Document -
______

M10 – Marx et Matrix ou les chemins de la dialectique

Thèse, antithèse, synthèse sont probablement pour vous les prothèses du philosophe laborieux. Plus pour longtemps car la théorie de la médiation donne à la #dialectique son meilleur rôle dans le grand film de la rationalité. Sans dec’…

Qu’est-ce que la médiation? M10

Maintenant que l’assiette #éthologique est en place, nous allons vraiment pouvoir tâter de la culture. L’expérience de l’#anthropien constitue la première phase, le point de départ, la thèse, d’un processus dialectique. La base est déjà complexe et l’intelligence de l’animal, si on tient à utiliser ce terme qui n’a plus aucune valeur scientifique, s’arrête pourtant là, aux portes d’un univers fait de vides et de tensions, en perpétuel mouvement.

______

Matériel -
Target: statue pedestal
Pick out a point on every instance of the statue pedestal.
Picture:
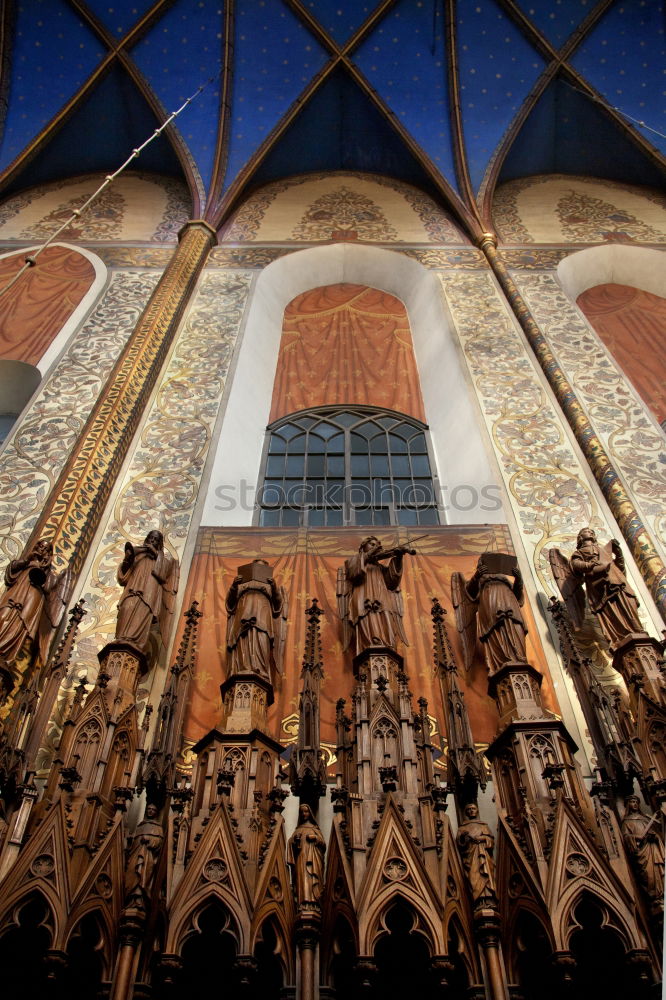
(7, 680)
(516, 687)
(121, 665)
(639, 659)
(245, 699)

______

Reprenez le texte sur la dialectique là où il s'arrête et poursuivez-le. Les données n'ont aucun lien avec le texte sur la dialectique.

Pour parler comme Spinoza qui n’en a jamais parlé, je dirai que par dialectique, j’entends un mouvement spontané de l’esprit humain qui comprend deux moments mutuellement contradictoires. Le premier est une opération d’évidement d’un contenu tandis que le second est l’opération inverse de réaménagement de ce système en creux. Face à un matériau naturel qui résulte des fonctions supérieures (Objet, Trajet, Sujet, Projet), l’humain instaure, par le simple fait d’exister en tant que tel, un pôle de contradiction structurale qui installe une tension entre deux phases contradictoires avec une impossibilité de rester en l’état. Et cela indépendamment de toute volonté.

La réduction de cette fracture advient dans le dépassement momentané de la contradiction. Celle-ci n’est jamais annulée, mais seulement résolue pour un temps et sa résolution toujours à renouveler.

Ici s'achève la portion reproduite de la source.